═══ Text zur Analyse ═══

Für die Studie analysierte das internationale Forscherteam etwa 3.000 DNA-Proben von archäologischen Funden. Die Wissenschaftler fanden nur in vier Fällen das Herpesvirus. Die älteste Probe komme von einem Mann, der in der russischen Uralregion lebte und aus der späten Eisenzeit vor etwa 1.500 Jahren stammte.

Bisher stammten die ältesten genetischen Daten für Herpes nach Angaben der Autoren von einer Probe aus dem Jahr 1925. Durch eine Sequenzierung der Genome und einem Vergleich zu Proben aus dem 20. Jahr­hun­dert habe man eine Mutationsrate und die Evolution des Virus abschätzen können.

„Gesichtsherpes versteckt sich lebenslang in seinem Wirt und wird nur durch oralen Kontakt übertragen, so dass Mutationen langsam über Jahrhunderte und Jahrtausende hinweg auftreten“, sagte Ko-Autorin Charlotte Houldcroft (ebenfalls Uni Cambridge).

Jede Primatenart habe eine Form von Herpes, sagte Scheib. Deshalb gehe man davon aus, dass auch Men­schen das Virus in sich trugen, seit sie Afrika verlassen haben. Das Küssen könnte später aber zu einer Ver­breitung des oralen Herpes beigetragen haben.

Die früheste bekannte Überlieferung des Küssens ist nach Angaben des Forscherteams ein Manuskript aus der Bronzezeit in Südasien. Der Brauch sei in der menschlichen Kultur bei weitem nicht universell.

Die Forschenden vermuten, dass der Kuss mit einer Wanderungsbewegung aus Eurasien nach Europa gekom­men sein könnte. Der Aufschwung des oralen Herpes könne mit dem Aufkommen der kulturellen Praxis des sexuellen und romantischen Küssens zusammengefallen sein.

═══ Einträge im Datensatz ═══

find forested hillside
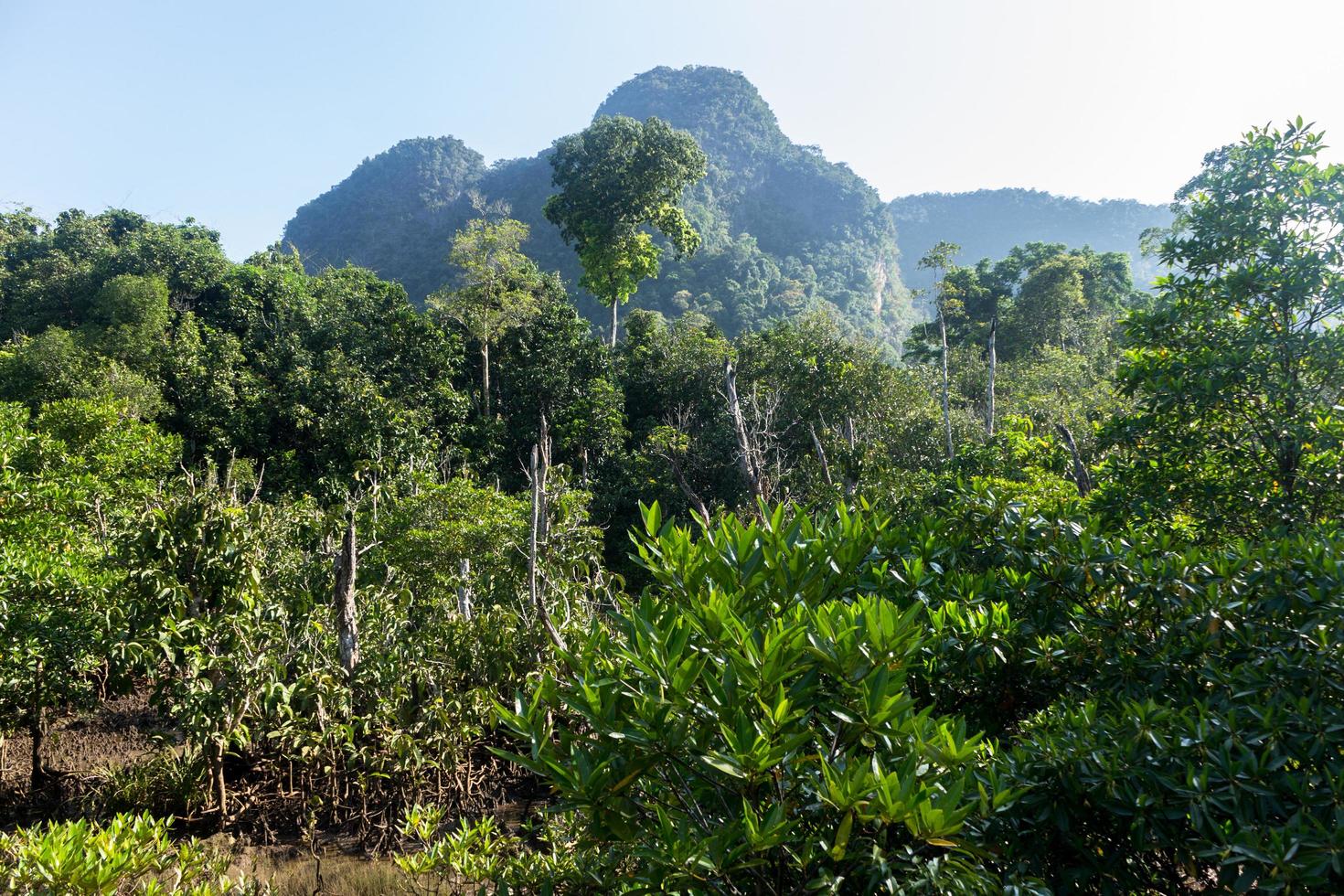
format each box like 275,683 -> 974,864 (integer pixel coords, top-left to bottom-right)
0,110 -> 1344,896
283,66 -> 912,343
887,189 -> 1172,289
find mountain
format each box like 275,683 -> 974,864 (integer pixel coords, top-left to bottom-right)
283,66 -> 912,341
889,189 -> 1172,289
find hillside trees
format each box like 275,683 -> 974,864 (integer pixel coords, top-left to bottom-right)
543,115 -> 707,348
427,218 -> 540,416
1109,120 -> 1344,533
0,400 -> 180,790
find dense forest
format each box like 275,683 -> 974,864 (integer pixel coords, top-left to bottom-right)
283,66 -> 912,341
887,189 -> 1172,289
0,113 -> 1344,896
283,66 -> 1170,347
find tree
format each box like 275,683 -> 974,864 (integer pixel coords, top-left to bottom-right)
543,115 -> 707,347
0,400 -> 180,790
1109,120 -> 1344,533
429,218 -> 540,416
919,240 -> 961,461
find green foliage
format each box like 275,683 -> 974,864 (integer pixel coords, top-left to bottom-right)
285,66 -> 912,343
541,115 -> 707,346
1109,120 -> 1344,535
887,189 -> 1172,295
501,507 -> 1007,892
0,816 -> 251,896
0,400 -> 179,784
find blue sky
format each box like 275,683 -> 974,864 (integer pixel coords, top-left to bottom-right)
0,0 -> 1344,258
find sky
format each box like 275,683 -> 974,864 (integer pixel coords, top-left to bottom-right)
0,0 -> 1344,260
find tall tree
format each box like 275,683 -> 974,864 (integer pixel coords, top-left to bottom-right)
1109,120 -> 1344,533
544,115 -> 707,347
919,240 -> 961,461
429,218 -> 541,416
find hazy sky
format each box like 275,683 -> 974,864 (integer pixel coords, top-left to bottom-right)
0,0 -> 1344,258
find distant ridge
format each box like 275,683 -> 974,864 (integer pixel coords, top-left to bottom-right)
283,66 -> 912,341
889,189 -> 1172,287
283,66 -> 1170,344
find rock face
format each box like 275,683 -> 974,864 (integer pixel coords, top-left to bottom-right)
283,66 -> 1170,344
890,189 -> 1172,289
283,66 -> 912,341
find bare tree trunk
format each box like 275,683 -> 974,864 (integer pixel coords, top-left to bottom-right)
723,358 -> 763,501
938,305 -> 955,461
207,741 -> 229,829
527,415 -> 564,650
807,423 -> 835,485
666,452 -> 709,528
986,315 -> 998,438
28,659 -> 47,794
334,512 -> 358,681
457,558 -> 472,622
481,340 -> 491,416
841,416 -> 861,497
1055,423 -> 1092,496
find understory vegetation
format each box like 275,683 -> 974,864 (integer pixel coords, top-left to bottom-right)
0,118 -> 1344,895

═══

Arbeitsaufträge:
(1) Schreibe aus dem Text über das Herpesvirus die Passage von „Bisher stammten die“ bis „Herpes beigetragen haben.“ wortgetreu ab.
(2) Führe den Text über das Herpesvirus im Anschluss an seinen letzten Satz fort.
Die Einträge haben mit dem Text über das Herpesvirus nichts zu tun.

Lösungen:
(1)
Bisher stammten die ältesten genetischen Daten für Herpes nach Angaben der Autoren von einer Probe aus dem Jahr 1925. Durch eine Sequenzierung der Genome und einem Vergleich zu Proben aus dem 20. Jahr­hun­dert habe man eine Mutationsrate und die Evolution des Virus abschätzen können.

„Gesichtsherpes versteckt sich lebenslang in seinem Wirt und wird nur durch oralen Kontakt übertragen, so dass Mutationen langsam über Jahrhunderte und Jahrtausende hinweg auftreten“, sagte Ko-Autorin Charlotte Houldcroft (ebenfalls Uni Cambridge).

Jede Primatenart habe eine Form von Herpes, sagte Scheib. Deshalb gehe man davon aus, dass auch Men­schen das Virus in sich trugen, seit sie Afrika verlassen haben. Das Küssen könnte später aber zu einer Ver­breitung des oralen Herpes beigetragen haben.

(2)
Auch heutzutage ist der romantische Kuss übrigens nicht in allen Teilen der Welt verbreitet. Eine Studie des Kinsey Instituts an der Indiana University kam 2015 zu dem Ergebnis, dass es nur in 46 Prozent der 168 un­tersuchten Kulturen erfolgt (American Anthropologists 2015, DOI: 10.1111/aman.12286).

Insbesondere im Mittleren Osten, in Nordamerika und Europa werden demnach viele Küsse verteilt. Bei afri­ka­nischen Kulturen südlich der Sahara, auf Neuguinea oder in Zentralamerika spiele der mit Liebe und Sexu­alität verbundene Kuss eher keine Rolle.

Nach Angaben der Weltgesundheitsorganisation werden Herpeserkrankungen hauptsächlich durch zwei Vi­ren­typen verursacht: das Lippenherpes-Virus (HSV-1) und das Genitalherpes-Virus (HSV-2). Der Typ HSV-1, um den es auch in der Studie geht, wird über Mund-zu-Mund-Kontakt übertragen. Das Virus bleibt lebenslang im Körper, Symptome können immer wieder auftreten.

Der WHO zufolge sind etwa 3,7 Milliarden Menschen unter 50 Jahren mit diesem Herpesvirus infiziert.